TAREFAS A REALIZAR:
1 – Responda às perguntas seguintes com base no texto sobre o fundo de emergência:
(a) Que cargo ocupa Natália Nunes na Deco?
(b) A propósito de que dia foram feitas as declarações à Lusa?
(c) Que ano é referido como incerto quanto ao que trará?
2 – Indique se cada afirmação está de acordo com o texto sobre o fundo de emergência:
(a) Natália Nunes prestou as declarações à Lusa.
(b) Os incentivos à poupança são numerosos.
(c) A constituição de um fundo de emergência deve ser uma prioridade.
3 – Retome o texto sobre o fundo de emergência a partir do ponto em que termina.

TEXTO DO DOCUMENTO:

++++++

Esta situação leva a responsável do Gabinete de Proteção Financeira (GPF) da Deco, Natália Nunes, a alertar para a cada vez maior importância de as pessoas constituírem um fundo de emergência, para o qual devem canalizar o que consigam poupar, considerando que este objetivo deve ser uma "prioridade".
"Agora, a preocupação relativamente ao fundo de emergência ainda se coloca com mais pressão porque não sabemos o que é que 2024 nos vai trazer", sublinha Natália Nunes, em declarações à Lusa, a propósito do Dia Mundial da Poupança.
"É verdade que os incentivos à poupança praticamente não existem" e que "os desafios [para poupar] são enormes", mas "para evitar ruturas" e "situações de desequilíbrio orçamental" devido ao aumento do custo de vida ou taxas de juros, "é fundamental termos um fundo de emergência", precisa.

++++++

MATERIAL FORNECIDO:
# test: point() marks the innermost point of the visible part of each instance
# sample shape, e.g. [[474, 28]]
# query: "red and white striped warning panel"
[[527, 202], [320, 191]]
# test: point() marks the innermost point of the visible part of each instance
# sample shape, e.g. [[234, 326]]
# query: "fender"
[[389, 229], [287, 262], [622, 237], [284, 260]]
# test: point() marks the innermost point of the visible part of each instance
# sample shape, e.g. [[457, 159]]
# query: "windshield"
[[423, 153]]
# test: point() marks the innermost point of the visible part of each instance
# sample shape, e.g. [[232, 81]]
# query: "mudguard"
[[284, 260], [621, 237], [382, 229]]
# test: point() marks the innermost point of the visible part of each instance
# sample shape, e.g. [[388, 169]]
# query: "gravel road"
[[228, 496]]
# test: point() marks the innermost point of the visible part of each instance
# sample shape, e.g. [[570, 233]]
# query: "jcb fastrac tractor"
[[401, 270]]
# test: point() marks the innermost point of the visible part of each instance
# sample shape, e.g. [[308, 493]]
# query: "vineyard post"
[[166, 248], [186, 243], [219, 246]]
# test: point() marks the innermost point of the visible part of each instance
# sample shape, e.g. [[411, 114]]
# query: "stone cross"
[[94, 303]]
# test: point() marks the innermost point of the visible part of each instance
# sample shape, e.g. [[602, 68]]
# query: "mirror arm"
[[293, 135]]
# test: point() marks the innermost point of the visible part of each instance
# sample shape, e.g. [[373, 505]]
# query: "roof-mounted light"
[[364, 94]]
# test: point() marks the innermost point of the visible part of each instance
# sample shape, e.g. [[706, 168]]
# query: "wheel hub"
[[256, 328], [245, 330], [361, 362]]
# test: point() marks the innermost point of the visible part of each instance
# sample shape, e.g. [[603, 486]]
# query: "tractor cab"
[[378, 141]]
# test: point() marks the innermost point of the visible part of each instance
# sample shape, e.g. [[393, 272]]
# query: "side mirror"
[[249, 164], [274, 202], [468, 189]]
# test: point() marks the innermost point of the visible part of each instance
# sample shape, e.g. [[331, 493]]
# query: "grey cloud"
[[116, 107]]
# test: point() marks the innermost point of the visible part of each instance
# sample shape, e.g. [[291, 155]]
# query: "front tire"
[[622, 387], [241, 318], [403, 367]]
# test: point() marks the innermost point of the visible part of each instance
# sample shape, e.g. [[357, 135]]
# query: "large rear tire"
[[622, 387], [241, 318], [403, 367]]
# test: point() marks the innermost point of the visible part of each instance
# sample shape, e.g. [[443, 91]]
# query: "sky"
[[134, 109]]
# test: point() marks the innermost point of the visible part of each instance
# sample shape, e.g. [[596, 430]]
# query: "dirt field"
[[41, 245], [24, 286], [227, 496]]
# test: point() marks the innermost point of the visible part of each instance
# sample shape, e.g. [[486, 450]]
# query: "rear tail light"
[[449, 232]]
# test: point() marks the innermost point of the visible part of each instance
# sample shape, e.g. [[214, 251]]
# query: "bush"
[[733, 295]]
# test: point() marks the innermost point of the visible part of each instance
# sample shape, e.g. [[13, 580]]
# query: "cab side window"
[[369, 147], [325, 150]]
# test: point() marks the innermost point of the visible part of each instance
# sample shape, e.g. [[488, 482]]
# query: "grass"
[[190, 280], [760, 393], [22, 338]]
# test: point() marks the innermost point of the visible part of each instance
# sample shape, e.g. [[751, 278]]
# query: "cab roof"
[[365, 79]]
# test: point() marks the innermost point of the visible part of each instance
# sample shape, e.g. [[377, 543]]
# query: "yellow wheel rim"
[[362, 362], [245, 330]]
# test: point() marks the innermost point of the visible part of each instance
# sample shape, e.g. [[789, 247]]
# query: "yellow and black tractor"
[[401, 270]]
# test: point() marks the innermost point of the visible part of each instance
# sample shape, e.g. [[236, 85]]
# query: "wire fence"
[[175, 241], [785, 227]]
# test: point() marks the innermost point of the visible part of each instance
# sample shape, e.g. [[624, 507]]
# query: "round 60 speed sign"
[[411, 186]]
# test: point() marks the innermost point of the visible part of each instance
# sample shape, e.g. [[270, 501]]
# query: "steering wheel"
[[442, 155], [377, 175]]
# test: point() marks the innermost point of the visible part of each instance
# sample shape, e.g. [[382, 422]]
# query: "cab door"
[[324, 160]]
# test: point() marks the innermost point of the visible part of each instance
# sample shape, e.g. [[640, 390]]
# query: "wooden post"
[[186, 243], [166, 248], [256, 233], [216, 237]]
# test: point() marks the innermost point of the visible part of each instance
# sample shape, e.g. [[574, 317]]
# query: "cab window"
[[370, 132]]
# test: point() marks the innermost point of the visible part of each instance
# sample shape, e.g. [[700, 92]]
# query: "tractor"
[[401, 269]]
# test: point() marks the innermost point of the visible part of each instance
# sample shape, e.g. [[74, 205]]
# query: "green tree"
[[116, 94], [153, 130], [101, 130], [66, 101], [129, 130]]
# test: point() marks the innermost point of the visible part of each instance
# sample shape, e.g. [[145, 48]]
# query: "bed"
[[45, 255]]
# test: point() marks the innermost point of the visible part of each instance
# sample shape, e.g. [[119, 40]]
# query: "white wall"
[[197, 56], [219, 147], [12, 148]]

++++++

RESPOSTAS POR ITEM:
1 –
(a) É a responsável do Gabinete de Proteção Financeira (GPF) da Deco.
(b) O Dia Mundial da Poupança.
(c) 2024.

2 –
(a) Sim: «em declarações à Lusa».
(b) Não: «os incentivos à poupança praticamente não existem».
(c) Sim: «considerando que este objetivo deve ser uma "prioridade"».

3 –
A coordenadora do GPF refere que, entre janeiro e até ao final de setembro, chegaram cerca de 20 mil pedidos de ajuda por parte de famílias que começam a ter dificuldades em lidar com todas as despesas mensais, sendo que, salienta, "a principal razão que leva as famílias a pedir ajuda este ano está muito centrada na questão do aumento do custo de vida provocado pela inflação e pelo aumento das taxas de juros".
"Temos verificado que mais de 60% das famílias [que nos pedem ajuda] estão a trabalhar, não tiveram alteração dos seus rendimentos, foi sim a subida das taxas de juros, do aumento do custo de vida que as leva precisamente a esta situação", refere, notando que o número de pedidos é semelhante ao de anos anteriores (marcados pelo impacto da pandemia e da guerra), mas os motivos são agora diferentes.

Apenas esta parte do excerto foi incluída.